WHAT YOU HAVE TO DO:
Gather every line of the items below that contains the string "cabinet". Case counts.

RECORDED DATA:
☆ ☆ ☆ ☆ ☆ ☆ ☆

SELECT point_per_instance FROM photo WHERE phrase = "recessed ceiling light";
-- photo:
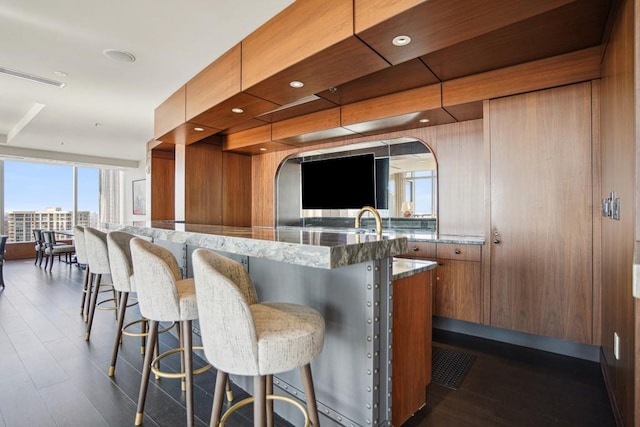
(401, 40)
(119, 55)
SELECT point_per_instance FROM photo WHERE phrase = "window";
(420, 189)
(39, 195)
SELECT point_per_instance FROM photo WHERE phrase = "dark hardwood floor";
(50, 376)
(509, 385)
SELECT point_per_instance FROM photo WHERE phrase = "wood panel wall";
(618, 174)
(542, 208)
(203, 183)
(162, 185)
(236, 190)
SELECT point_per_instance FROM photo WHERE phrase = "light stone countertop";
(404, 267)
(311, 248)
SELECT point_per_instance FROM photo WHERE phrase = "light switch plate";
(615, 208)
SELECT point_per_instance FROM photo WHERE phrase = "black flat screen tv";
(339, 183)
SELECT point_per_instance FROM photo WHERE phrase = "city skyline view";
(38, 186)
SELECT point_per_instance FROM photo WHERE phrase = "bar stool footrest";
(175, 375)
(250, 399)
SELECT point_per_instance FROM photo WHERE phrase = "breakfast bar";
(349, 278)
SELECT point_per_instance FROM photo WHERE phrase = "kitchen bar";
(348, 277)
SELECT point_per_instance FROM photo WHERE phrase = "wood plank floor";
(50, 376)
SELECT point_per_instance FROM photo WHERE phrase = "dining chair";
(39, 245)
(53, 248)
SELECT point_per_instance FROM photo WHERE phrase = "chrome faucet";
(375, 214)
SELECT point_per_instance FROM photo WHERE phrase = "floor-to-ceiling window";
(48, 196)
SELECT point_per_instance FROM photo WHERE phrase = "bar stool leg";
(85, 291)
(143, 335)
(259, 401)
(309, 391)
(188, 368)
(269, 402)
(94, 302)
(222, 381)
(146, 370)
(124, 296)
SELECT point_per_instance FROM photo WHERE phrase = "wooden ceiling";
(450, 40)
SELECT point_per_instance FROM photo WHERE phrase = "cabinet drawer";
(423, 250)
(456, 251)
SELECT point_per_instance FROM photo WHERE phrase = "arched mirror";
(326, 188)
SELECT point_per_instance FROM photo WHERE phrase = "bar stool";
(164, 297)
(118, 244)
(81, 258)
(39, 245)
(98, 263)
(3, 251)
(243, 337)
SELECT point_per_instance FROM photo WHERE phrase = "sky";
(37, 186)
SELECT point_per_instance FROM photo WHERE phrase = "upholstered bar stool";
(98, 263)
(81, 258)
(164, 297)
(243, 337)
(118, 244)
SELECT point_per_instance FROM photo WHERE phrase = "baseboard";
(606, 374)
(538, 342)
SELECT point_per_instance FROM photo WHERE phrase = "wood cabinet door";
(541, 213)
(457, 290)
(411, 345)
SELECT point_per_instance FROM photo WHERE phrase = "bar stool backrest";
(156, 273)
(225, 294)
(118, 243)
(97, 251)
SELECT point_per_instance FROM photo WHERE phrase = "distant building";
(20, 224)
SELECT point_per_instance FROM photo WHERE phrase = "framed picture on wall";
(139, 198)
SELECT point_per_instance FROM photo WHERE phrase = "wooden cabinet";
(411, 344)
(458, 282)
(457, 291)
(162, 184)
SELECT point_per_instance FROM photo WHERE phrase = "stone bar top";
(311, 248)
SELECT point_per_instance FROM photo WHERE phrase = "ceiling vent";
(31, 77)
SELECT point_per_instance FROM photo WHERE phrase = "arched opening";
(404, 182)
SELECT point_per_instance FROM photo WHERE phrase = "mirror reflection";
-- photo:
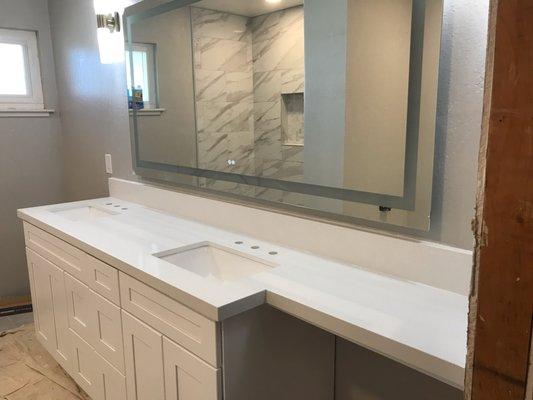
(327, 94)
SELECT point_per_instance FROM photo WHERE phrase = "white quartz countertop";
(420, 326)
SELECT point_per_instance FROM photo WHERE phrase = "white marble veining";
(418, 325)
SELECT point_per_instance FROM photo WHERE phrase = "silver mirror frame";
(411, 211)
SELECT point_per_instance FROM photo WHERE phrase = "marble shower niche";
(249, 85)
(292, 119)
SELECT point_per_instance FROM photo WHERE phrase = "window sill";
(149, 112)
(25, 113)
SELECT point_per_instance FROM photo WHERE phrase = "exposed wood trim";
(502, 295)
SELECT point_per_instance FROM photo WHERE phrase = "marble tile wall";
(278, 69)
(223, 71)
(242, 67)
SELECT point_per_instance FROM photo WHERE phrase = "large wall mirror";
(327, 106)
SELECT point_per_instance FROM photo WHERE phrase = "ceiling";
(247, 8)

☆ ☆ ☆ ☆ ☆ ☆ ☆

RESULT BELOW:
SELECT point_per_instance FROM photo WHERE phrase = "cabinet drawer";
SELECT point_per_instance FROM photo WHERE phrase = "wood cabinet door";
SELECT point_per_instance FROM photo WHERE phrase = "wooden cabinet";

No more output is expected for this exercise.